-------- Given data --------
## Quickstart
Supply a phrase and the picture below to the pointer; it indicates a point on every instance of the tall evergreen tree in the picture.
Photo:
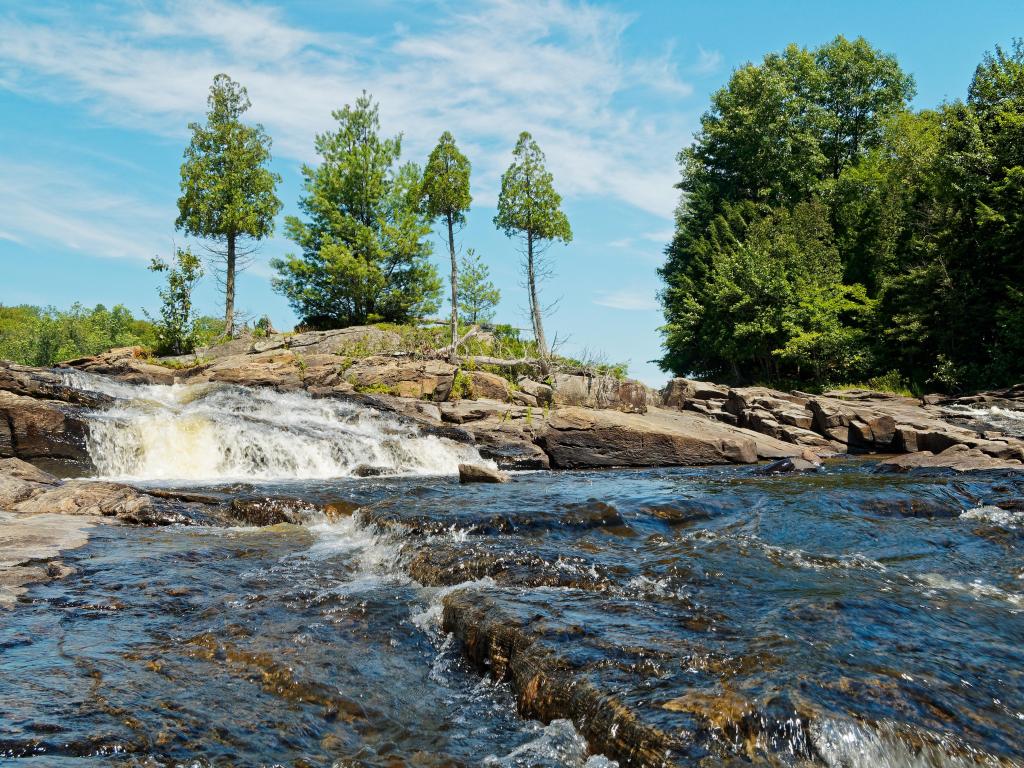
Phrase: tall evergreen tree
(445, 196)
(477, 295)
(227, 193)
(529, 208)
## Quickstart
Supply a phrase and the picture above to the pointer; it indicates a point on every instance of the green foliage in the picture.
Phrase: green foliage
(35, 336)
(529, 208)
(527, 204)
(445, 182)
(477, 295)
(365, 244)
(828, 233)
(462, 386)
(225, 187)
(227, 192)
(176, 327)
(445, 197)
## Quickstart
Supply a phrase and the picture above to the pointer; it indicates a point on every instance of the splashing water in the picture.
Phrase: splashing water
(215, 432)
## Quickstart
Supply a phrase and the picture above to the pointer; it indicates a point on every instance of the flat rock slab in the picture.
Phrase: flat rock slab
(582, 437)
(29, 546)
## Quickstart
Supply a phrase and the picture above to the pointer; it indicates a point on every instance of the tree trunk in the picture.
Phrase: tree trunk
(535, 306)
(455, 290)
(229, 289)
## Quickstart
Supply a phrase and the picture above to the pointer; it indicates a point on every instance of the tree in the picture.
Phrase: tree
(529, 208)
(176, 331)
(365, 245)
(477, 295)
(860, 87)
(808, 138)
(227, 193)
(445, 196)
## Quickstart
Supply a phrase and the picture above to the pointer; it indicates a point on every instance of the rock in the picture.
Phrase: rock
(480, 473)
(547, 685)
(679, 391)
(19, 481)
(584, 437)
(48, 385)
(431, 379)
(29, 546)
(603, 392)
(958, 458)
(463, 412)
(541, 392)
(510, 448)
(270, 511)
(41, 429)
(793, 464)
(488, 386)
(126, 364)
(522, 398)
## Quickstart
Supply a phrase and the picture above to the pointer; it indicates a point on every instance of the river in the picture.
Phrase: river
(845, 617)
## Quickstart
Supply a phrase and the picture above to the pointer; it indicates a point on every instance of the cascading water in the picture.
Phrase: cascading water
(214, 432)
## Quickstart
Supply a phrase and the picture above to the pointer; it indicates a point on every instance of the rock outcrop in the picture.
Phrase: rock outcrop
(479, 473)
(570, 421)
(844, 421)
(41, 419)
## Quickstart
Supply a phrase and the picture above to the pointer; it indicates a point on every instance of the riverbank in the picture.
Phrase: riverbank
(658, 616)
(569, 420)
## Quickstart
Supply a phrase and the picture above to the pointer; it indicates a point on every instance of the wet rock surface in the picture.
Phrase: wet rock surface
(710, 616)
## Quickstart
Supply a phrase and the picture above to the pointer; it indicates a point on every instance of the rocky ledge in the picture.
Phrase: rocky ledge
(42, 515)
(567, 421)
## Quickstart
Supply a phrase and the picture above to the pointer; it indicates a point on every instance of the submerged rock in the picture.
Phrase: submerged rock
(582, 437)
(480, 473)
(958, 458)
--------
**What needs to be done:** Write out the records above exactly as they appear, leaving out any pictures.

**Result for this task:**
## Quickstart
Supply a phrase and the picture below to the pointer; it indicates a point on every instance of the tall evergreen tree in the picture.
Photo:
Phrase: tall evergreen tree
(445, 196)
(477, 295)
(227, 193)
(529, 208)
## Quickstart
Supply a phrase and the picture above to the pointer; it indicates a point on every instance of the green foliage in the picture.
Phrase: green foliage
(35, 336)
(529, 208)
(527, 204)
(445, 182)
(477, 295)
(365, 244)
(828, 233)
(462, 386)
(225, 187)
(227, 192)
(176, 327)
(445, 197)
## Quickstart
Supply a phrase and the picture above to the pointer; it indicates a point on every instance of the splashing water in the picture.
Phrase: splashing water
(215, 432)
## Quickstart
Supply a phrase and the picture above to the pointer; it indicates a point on every instance of the flat rock slab in the picture.
Phrase: flat rock slab
(582, 437)
(29, 546)
## Quickstart
Supply a phrase and the picture above to the pointer; it indicates a point on every instance of the tree trunk in the picture.
Phrase: tree trunk
(535, 306)
(455, 290)
(229, 289)
## Quickstart
Supply a phrase and the picture above to the pointer; it indicates a point on every instance of the tree in the picture.
Phrase: tree
(529, 208)
(176, 331)
(365, 245)
(477, 295)
(860, 87)
(808, 138)
(227, 193)
(445, 196)
## Quickstart
Supply a phrase and the picture above to the pointer; it indicates a point on every instance of the rock in the picture.
Phrase: rock
(480, 473)
(547, 685)
(679, 391)
(19, 481)
(584, 437)
(48, 385)
(431, 379)
(29, 546)
(603, 392)
(958, 458)
(463, 412)
(541, 392)
(510, 448)
(270, 511)
(41, 429)
(793, 464)
(488, 386)
(126, 364)
(522, 398)
## Quickstart
Supply a phrase and the picture above to the pointer; it indicates a point on every instance of the river in the picture.
Phrase: river
(845, 617)
## Quickstart
Supply a phrase and the picture above to the pointer; it indicates a point on every instance of the cascading water in the picture.
Phrase: cascading water
(214, 432)
## Quickstart
Supply a phrase and the picture above to the pointer; it indicates a point on every instance of the rock outcrop in the picture.
Phrase: rock outcrop
(479, 473)
(570, 421)
(844, 421)
(41, 419)
## Quickstart
Supply a phrase and the picture above to the pointer; it indicates a point on every instance of the riverbank in the picture.
Phrase: riverbank
(658, 616)
(569, 420)
## Quickstart
Supply a phrase and the picture above to the pointer; it indicates a point on every instance of the wet rock surface in the picture.
Phrase: wet rock surface
(710, 616)
## Quickstart
Supply a phrase and the picture above to the pointer; it indicates a point on every instance of the rocky ledge in the picture.
Phrase: rocky ledge
(42, 515)
(567, 421)
## Quickstart
Supply a phrase and the picture above to the pointer; it indicates a point on every instance of the submerged rock in the picture.
Phrase: submerged rock
(582, 437)
(480, 473)
(958, 458)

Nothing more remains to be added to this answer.